→ GIVEN REQUEST:
Reproduce, character for character, the lines of the entries from the one containing "tag: white shed" through the one containing "240 179 L 283", with both of those lines included.
** BEGIN DATA EXTRACT **
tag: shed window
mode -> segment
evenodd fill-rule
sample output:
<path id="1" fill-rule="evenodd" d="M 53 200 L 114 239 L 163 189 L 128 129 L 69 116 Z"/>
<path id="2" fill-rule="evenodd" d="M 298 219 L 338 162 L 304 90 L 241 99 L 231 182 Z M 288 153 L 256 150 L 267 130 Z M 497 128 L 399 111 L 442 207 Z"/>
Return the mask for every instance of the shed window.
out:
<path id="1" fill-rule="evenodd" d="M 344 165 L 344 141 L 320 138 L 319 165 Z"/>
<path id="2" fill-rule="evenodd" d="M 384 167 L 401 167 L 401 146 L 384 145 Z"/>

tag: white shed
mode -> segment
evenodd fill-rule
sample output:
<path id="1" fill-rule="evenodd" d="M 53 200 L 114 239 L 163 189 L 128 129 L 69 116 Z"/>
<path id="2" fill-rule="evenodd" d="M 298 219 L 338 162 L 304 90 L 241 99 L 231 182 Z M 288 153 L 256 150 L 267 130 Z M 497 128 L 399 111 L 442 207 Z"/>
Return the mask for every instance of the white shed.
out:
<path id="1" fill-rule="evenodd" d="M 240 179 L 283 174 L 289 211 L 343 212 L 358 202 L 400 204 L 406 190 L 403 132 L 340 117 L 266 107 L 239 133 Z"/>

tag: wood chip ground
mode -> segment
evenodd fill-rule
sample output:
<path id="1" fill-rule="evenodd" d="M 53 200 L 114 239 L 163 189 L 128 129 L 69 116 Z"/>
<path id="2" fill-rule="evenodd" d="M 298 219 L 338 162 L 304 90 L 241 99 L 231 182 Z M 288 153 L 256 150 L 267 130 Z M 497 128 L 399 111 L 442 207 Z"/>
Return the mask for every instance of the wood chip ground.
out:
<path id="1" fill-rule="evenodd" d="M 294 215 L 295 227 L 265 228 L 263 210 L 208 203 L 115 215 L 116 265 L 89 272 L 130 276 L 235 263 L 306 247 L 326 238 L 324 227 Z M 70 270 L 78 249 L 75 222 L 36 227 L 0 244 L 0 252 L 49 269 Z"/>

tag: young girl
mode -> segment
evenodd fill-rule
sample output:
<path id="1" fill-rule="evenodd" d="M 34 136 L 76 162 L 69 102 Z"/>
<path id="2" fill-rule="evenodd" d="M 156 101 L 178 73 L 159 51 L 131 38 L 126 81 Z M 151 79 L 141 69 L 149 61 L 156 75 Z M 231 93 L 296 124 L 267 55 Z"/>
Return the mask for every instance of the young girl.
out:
** END DATA EXTRACT **
→ EXERCISE ANSWER:
tag: white shed
mode -> segment
evenodd fill-rule
sample output:
<path id="1" fill-rule="evenodd" d="M 53 200 L 114 239 L 163 189 L 128 129 L 69 116 Z"/>
<path id="2" fill-rule="evenodd" d="M 298 219 L 338 162 L 304 90 L 241 99 L 231 182 Z M 288 153 L 256 150 L 267 130 Z M 497 128 L 399 111 L 442 207 Z"/>
Return the mask for every instance of the white shed.
out:
<path id="1" fill-rule="evenodd" d="M 240 179 L 283 174 L 289 211 L 343 212 L 358 202 L 400 204 L 406 190 L 403 132 L 340 117 L 266 107 L 239 133 Z"/>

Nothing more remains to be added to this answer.